(Collection entries)

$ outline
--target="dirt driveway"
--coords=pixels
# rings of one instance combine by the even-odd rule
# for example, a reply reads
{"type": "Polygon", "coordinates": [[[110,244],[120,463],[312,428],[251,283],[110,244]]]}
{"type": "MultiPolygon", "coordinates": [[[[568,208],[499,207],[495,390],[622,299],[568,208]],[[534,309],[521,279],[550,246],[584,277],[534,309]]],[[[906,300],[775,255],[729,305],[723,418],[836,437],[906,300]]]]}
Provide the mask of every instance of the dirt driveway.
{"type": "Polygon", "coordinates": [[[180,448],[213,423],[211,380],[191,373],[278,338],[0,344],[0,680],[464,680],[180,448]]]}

§ **Required work**
The line with "Provide the mask" marks where to start. Transcribe from there through the final line of the records, exactly and with nothing added.

§ **Expected output**
Provide the mask of every instance of the dirt driveway.
{"type": "Polygon", "coordinates": [[[180,448],[213,423],[211,380],[191,373],[278,338],[0,344],[0,680],[464,680],[180,448]]]}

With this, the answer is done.